# [Your task]
Give the records below as a numbered list with no blank lines, and leave the pictures out.
------ Records for the exercise
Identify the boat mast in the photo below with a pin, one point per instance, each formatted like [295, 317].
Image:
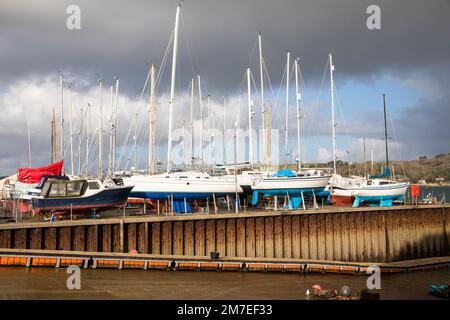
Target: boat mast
[364, 156]
[297, 101]
[100, 131]
[287, 108]
[191, 126]
[172, 88]
[80, 139]
[238, 121]
[385, 130]
[224, 152]
[201, 119]
[29, 141]
[333, 121]
[87, 138]
[135, 140]
[71, 132]
[114, 119]
[61, 79]
[208, 105]
[250, 116]
[263, 108]
[152, 121]
[55, 145]
[111, 131]
[213, 138]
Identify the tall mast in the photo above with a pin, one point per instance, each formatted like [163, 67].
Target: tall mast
[201, 119]
[211, 134]
[111, 131]
[135, 140]
[87, 139]
[55, 145]
[297, 102]
[371, 159]
[71, 132]
[364, 157]
[61, 79]
[191, 126]
[250, 117]
[29, 141]
[238, 122]
[385, 130]
[152, 121]
[263, 108]
[172, 88]
[100, 131]
[80, 137]
[114, 119]
[287, 107]
[224, 152]
[213, 138]
[333, 121]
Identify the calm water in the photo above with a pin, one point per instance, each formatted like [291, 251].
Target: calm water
[42, 283]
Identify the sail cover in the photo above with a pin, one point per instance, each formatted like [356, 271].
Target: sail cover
[385, 174]
[34, 175]
[284, 173]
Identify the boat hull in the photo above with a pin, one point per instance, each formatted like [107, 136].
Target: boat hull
[342, 197]
[101, 201]
[342, 200]
[383, 196]
[149, 187]
[385, 191]
[294, 187]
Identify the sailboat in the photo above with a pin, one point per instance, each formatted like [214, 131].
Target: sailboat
[286, 182]
[377, 190]
[179, 186]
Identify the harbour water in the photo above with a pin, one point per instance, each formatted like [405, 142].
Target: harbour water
[43, 283]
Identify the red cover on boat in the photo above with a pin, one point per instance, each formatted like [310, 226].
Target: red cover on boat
[34, 175]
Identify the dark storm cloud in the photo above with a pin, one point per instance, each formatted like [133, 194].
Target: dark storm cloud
[218, 39]
[121, 38]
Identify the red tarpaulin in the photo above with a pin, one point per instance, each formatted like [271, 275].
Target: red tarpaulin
[34, 175]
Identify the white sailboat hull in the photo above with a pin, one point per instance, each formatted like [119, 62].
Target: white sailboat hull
[180, 187]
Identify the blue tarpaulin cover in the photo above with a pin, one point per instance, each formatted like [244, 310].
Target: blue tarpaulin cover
[284, 173]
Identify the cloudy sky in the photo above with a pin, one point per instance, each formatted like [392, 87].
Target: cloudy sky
[408, 59]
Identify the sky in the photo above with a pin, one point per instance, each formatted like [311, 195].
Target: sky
[408, 59]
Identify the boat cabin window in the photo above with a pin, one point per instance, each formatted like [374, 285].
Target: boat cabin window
[93, 185]
[74, 188]
[57, 190]
[65, 189]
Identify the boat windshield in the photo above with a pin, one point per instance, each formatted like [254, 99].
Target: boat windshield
[58, 189]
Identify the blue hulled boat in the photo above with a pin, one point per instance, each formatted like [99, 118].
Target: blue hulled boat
[59, 195]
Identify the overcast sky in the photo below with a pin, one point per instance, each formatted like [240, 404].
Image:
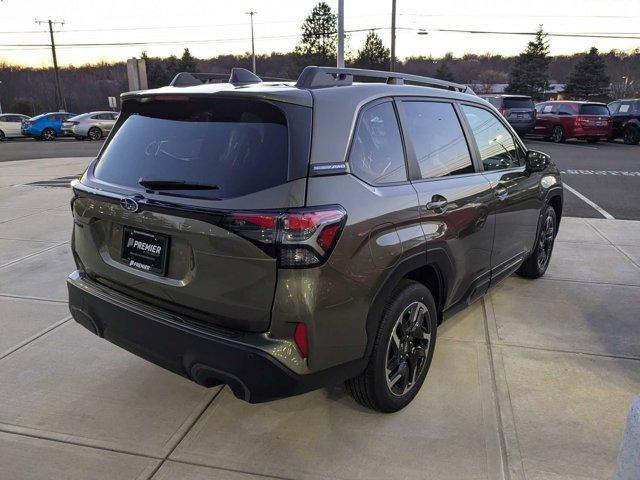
------------
# [Final result]
1. Identify the boat mast in the photo below with a pin, one point per instance, each formatted like [295, 317].
2. Image:
3. Target: boat mast
4. [364, 156]
5. [297, 101]
6. [100, 131]
7. [287, 108]
8. [191, 126]
9. [172, 88]
10. [80, 139]
11. [238, 121]
12. [385, 130]
13. [224, 152]
14. [201, 119]
15. [29, 141]
16. [333, 121]
17. [87, 138]
18. [135, 140]
19. [71, 132]
20. [114, 119]
21. [61, 79]
22. [208, 105]
23. [250, 116]
24. [263, 108]
25. [152, 121]
26. [55, 145]
27. [111, 131]
28. [213, 138]
29. Identify the tall mast in the photo above with a pin, one point per instance, each formatted like [163, 67].
30. Target: tall mast
31. [201, 119]
32. [211, 134]
33. [111, 131]
34. [135, 140]
35. [87, 139]
36. [55, 145]
37. [297, 102]
38. [371, 159]
39. [71, 132]
40. [364, 157]
41. [61, 79]
42. [191, 126]
43. [250, 117]
44. [29, 141]
45. [238, 122]
46. [385, 130]
47. [152, 121]
48. [263, 108]
49. [172, 88]
50. [100, 131]
51. [80, 137]
52. [114, 119]
53. [287, 107]
54. [224, 152]
55. [213, 138]
56. [333, 121]
57. Identify the calm water in the photo above with a pin, one point per instance, each formatted like [291, 251].
58. Target: calm water
59. [42, 283]
60. Identify the sail cover in the photo above with a pin, one point per instance, each formatted like [356, 271].
61. Target: sail cover
62. [385, 174]
63. [34, 175]
64. [284, 173]
65. Identify the boat hull in the photo above with a pin, one point per instance, each formatted like [107, 136].
66. Target: boat hull
67. [342, 197]
68. [101, 201]
69. [342, 200]
70. [383, 196]
71. [149, 187]
72. [385, 191]
73. [294, 187]
74. Identify the sailboat in the photo above with a pin, one point per instance, each formatted like [214, 131].
75. Target: sailboat
76. [286, 182]
77. [377, 190]
78. [179, 186]
79. Identify the harbour water in the photo above with a pin, one point per instance, each formatted like [405, 142].
80. Target: harbour water
81. [43, 283]
82. Identify the red cover on boat in the photo above with a pin, one point per instance, each formatted like [310, 226].
83. Target: red cover on boat
84. [34, 175]
85. Identify the dark storm cloud in the photo above with a pin, one point per instance, each formatted like [133, 194].
86. Target: dark storm cloud
87. [218, 39]
88. [121, 38]
89. Identify the red tarpaulin in the photo above with a pin, one point per instance, each formatted like [271, 275].
90. Target: red tarpaulin
91. [34, 175]
92. Identify the white sailboat hull in the photo above with a pin, one point per instance, each formatted like [119, 62].
93. Target: white sailboat hull
94. [180, 187]
95. Identify the blue tarpaulin cover in the photo above with a pin, one point per instance, each formatted like [244, 310].
96. Target: blue tarpaulin cover
97. [284, 173]
98. Identify the cloudy sky in the photo above with a pin, one point per instance, each formatted like [392, 87].
99. Target: cloudy sky
100. [408, 59]
101. Identify the sky in the photo above with a pin, one point per instance, each formatted like [311, 195].
102. Target: sky
103. [408, 59]
104. Identify the boat cabin window in the photo above with a pin, one point per instance, each formatted like [374, 285].
105. Target: boat cabin window
106. [93, 185]
107. [74, 188]
108. [57, 190]
109. [65, 189]
110. Identify the boat windshield in the photo above with a pin, one point per instance, each formatted like [254, 99].
111. Target: boat windshield
112. [58, 189]
113. Identify the blue hulled boat in the photo above with a pin, one point per instance, each formatted like [99, 118].
114. Target: blue hulled boat
115. [59, 195]
116. Identify the overcast sky in the photo below with a pin, one point per instance, each formatted like [240, 404].
117. Image:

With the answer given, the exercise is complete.